Aim of the task = Although the data below contains pictures, output only the lines between those holding "mark the garden plot | one pin per instance." and "Target: dense green forest", inclusive, exactly and without those pictures.

Record excerpts =
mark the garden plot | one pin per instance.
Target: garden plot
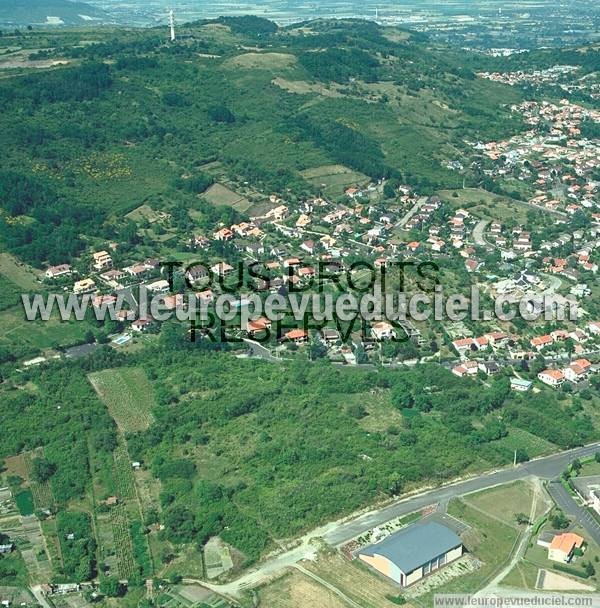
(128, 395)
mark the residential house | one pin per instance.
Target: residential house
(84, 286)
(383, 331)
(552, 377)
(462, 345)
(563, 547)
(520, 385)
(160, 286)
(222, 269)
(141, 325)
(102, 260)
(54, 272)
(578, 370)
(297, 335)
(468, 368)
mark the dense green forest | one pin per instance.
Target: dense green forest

==

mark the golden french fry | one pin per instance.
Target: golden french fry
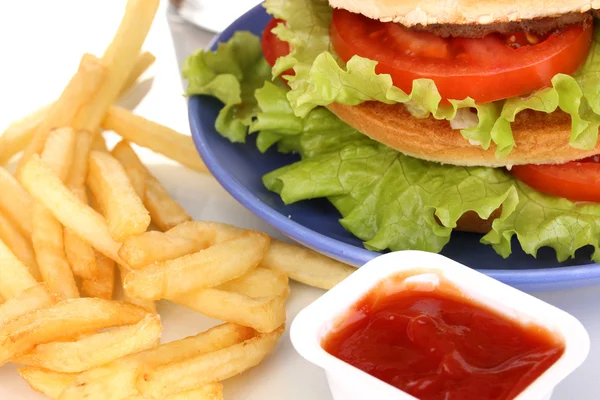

==

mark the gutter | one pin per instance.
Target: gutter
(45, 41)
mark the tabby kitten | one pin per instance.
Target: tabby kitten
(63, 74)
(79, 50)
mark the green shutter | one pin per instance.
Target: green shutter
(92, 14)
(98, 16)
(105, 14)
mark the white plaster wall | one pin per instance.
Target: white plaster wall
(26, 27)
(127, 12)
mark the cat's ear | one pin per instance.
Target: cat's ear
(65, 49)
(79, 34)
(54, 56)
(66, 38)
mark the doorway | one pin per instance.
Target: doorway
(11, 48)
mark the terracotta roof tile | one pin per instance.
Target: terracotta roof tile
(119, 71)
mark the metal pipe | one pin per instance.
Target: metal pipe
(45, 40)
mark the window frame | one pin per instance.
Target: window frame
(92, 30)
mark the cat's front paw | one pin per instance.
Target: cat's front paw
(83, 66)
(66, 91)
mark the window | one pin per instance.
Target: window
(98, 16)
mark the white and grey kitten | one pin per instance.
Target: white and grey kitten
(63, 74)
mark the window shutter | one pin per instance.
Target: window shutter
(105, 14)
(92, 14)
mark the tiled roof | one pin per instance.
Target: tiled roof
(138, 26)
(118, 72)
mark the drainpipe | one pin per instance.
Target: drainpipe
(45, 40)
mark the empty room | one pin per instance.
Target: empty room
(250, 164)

Exercise result =
mark the garden plot | one pin per instance.
Target: garden plot
(128, 395)
mark the residential house | one pin per instance.
Target: residential house
(84, 286)
(383, 331)
(552, 377)
(462, 345)
(563, 547)
(520, 385)
(160, 286)
(222, 269)
(141, 325)
(102, 260)
(54, 272)
(578, 370)
(297, 335)
(468, 368)
mark the dense green forest | one pin per instance.
Target: dense green forest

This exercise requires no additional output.